[Opening TEXT BLOCK section]

The fact she was even able to have Grace, who is now three, feels like an unbelievable gift.
Endometriosis can make it difficult to conceive and up to 50 per cent of people with the disease may experience infertility.
Bindi won’t share the details of her journey to motherhood publicly, but says the pressure on women to have children and share their family plans with the world is “too much”.
“I get asked if I’m having more kids every. Single. Day,” she says. She knows most people mean no ill will, “but it can actually be a really hurtful question.”
Even going public with her endometriosis diagnosis last year didn’t stop people from asking.
Looking back on the Instagram caption that made headlines and changed her life, Bindi admits she was terrified before she hit the post button.
“At the end of the day, sharing my story with endometriosis felt so important to me that it outweighed my worry,” she reflects.
On March 8, 2023 – International Women’s Day – Bindi shared a hospital photo and revealed her years-long ordeal with more than five million followers.

[Closing TEXT BLOCK section]

Return the passage about Bindi's endometriosis word for word, beginning at the words "Even going public" and stopping after "five million followers.". The lines after this are not needed for anything here.

[Opening EXCERPTED RECORDS section]

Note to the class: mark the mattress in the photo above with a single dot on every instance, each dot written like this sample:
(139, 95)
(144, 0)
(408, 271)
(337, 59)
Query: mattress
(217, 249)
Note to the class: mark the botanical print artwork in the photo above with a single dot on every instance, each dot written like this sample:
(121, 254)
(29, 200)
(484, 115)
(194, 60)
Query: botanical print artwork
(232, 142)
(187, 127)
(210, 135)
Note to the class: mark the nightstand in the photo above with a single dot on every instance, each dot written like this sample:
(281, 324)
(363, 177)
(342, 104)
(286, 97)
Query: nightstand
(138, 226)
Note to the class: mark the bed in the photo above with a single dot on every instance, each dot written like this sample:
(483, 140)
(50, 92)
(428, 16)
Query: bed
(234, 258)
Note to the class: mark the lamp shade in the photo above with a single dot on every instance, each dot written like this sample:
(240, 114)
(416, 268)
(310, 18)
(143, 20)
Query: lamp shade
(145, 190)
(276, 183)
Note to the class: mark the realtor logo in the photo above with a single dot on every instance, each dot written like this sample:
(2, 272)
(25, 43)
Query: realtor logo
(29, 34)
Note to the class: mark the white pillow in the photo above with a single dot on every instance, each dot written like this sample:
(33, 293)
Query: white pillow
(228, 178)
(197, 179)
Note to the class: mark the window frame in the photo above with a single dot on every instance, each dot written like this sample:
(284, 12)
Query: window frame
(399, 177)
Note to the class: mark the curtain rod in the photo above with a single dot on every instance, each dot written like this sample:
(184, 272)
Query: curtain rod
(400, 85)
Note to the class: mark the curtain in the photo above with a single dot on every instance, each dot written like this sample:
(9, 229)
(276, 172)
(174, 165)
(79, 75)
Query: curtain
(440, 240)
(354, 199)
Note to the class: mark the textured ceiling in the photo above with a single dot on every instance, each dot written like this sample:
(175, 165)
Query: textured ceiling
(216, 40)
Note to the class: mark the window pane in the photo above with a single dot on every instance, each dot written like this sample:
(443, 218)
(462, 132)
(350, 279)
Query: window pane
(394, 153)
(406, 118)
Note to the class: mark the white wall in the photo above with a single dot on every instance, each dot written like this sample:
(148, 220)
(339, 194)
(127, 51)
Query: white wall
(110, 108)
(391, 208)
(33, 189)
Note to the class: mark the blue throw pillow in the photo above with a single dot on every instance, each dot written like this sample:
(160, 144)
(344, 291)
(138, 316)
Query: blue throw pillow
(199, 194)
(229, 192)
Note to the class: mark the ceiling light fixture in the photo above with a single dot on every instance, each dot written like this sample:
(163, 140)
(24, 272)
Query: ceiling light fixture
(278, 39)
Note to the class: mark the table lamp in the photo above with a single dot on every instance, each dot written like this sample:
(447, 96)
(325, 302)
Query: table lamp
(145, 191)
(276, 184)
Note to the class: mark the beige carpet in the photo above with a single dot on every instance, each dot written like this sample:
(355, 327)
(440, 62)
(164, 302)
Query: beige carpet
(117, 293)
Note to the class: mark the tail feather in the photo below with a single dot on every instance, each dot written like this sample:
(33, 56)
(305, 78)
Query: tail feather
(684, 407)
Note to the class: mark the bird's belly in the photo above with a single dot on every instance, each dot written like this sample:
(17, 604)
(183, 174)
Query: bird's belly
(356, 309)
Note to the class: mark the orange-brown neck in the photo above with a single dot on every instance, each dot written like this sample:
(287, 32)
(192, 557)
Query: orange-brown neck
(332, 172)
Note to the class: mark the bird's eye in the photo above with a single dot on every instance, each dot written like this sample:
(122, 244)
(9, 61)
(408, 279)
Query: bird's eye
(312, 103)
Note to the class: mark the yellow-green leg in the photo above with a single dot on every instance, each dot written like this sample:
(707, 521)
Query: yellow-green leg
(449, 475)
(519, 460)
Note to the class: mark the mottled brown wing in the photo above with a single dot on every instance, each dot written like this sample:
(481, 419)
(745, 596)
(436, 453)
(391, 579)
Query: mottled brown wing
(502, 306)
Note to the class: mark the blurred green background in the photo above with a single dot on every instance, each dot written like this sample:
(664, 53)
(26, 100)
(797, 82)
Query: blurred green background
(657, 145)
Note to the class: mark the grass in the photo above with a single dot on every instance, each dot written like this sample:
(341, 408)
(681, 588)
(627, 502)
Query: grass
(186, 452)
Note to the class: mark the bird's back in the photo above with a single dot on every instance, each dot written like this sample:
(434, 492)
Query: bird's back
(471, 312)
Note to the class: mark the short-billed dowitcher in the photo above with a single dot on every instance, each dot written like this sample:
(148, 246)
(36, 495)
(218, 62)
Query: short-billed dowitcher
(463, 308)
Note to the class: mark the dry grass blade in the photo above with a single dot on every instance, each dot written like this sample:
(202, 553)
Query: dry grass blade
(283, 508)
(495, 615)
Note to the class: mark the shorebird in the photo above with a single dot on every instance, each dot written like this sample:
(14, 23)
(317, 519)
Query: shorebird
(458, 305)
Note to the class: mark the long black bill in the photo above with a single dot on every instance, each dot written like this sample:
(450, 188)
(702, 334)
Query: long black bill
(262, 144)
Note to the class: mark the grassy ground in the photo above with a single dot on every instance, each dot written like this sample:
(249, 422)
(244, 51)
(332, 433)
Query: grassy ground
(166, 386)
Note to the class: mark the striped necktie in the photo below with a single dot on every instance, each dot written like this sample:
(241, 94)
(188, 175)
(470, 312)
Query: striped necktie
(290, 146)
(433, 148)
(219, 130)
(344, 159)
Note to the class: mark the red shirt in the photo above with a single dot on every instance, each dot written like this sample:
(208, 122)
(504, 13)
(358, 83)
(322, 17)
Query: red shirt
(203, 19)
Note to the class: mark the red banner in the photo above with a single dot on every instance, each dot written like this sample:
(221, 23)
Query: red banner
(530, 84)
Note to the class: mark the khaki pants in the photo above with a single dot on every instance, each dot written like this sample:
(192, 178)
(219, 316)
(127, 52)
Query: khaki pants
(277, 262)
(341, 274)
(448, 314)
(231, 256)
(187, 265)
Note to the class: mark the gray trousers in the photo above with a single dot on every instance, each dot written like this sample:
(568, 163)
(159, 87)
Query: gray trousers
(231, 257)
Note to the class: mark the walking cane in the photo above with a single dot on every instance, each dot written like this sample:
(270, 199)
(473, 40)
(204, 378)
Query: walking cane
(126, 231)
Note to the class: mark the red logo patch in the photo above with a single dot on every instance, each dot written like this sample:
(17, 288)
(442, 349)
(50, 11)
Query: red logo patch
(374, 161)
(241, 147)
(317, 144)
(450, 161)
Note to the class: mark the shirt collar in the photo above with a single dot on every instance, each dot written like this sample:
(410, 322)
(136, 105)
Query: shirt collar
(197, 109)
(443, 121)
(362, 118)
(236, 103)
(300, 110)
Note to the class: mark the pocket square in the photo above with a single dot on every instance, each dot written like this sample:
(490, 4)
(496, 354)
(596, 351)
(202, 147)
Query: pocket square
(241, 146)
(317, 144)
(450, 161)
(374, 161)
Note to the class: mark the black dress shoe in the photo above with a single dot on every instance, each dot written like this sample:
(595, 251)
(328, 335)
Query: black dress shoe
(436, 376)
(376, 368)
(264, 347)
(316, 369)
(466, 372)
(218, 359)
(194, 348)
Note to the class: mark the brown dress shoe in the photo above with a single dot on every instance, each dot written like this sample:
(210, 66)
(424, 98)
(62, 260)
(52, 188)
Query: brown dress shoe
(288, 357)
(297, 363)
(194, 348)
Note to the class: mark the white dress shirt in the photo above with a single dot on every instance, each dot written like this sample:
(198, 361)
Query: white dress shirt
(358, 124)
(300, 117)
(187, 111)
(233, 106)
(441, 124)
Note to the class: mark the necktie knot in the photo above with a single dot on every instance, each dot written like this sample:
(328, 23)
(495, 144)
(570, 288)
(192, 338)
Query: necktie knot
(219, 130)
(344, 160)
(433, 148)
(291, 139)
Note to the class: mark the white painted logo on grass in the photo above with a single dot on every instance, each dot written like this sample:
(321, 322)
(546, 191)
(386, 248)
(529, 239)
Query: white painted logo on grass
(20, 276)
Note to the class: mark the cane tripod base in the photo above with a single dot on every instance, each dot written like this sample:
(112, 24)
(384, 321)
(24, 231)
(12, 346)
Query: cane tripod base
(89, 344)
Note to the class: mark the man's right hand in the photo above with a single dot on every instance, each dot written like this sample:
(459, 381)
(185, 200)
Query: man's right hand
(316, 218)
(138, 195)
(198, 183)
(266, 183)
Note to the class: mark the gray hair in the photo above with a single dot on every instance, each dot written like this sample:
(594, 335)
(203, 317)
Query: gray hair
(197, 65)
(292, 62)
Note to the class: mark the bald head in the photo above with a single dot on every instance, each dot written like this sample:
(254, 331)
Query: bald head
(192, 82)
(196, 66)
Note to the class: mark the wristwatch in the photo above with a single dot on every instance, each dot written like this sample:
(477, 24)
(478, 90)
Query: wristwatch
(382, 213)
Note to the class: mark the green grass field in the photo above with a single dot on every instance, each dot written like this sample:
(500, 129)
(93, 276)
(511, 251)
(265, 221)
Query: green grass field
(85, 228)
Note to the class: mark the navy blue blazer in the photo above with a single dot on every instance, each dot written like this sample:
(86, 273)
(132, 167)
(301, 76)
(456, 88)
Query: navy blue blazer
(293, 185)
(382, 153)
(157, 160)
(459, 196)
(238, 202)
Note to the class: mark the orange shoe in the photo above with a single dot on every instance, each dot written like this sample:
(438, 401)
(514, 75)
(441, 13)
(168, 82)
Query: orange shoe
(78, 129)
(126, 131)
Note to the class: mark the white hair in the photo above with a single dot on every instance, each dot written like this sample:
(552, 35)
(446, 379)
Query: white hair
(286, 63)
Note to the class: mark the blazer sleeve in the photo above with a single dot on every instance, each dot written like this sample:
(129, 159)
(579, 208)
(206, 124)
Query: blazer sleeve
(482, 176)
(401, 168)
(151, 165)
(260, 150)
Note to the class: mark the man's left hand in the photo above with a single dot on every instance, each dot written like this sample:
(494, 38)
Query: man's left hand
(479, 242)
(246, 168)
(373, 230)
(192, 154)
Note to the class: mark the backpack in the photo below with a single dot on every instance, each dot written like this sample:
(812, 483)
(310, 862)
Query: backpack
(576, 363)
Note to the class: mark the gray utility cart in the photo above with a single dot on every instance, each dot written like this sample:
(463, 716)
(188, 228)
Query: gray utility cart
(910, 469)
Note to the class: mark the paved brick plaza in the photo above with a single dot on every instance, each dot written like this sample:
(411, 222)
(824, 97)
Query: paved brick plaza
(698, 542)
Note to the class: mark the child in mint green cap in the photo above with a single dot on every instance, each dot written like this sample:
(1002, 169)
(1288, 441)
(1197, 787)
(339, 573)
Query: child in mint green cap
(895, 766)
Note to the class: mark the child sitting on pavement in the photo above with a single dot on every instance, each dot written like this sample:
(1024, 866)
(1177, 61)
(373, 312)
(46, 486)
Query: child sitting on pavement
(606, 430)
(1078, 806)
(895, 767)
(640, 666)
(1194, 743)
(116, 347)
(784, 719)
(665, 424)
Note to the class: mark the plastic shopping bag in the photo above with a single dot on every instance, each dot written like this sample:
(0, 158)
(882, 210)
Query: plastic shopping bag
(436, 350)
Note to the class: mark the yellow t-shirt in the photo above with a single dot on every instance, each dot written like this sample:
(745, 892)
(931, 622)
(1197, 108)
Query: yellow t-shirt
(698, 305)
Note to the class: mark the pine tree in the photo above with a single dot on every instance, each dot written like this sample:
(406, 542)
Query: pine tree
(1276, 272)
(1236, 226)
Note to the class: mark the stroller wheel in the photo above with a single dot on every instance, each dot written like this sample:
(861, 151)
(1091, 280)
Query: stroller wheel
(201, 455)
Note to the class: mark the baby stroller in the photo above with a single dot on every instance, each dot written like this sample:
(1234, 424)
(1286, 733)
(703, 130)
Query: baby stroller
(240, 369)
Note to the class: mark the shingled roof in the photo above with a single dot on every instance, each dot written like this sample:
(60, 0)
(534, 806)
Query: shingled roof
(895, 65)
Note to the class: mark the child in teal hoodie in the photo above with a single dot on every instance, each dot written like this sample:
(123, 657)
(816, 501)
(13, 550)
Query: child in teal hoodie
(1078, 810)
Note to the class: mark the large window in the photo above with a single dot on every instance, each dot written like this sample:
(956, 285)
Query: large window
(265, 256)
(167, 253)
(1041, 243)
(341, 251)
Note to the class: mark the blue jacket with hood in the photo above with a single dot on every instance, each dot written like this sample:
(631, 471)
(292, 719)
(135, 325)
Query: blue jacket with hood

[Closing EXCERPTED RECORDS section]

◆ **REPLY TO THE EXERCISE**:
Even going public with her endometriosis diagnosis last year didn’t stop people from asking.
Looking back on the Instagram caption that made headlines and changed her life, Bindi admits she was terrified before she hit the post button.
“At the end of the day, sharing my story with endometriosis felt so important to me that it outweighed my worry,” she reflects.
On March 8, 2023 – International Women’s Day – Bindi shared a hospital photo and revealed her years-long ordeal with more than five million followers.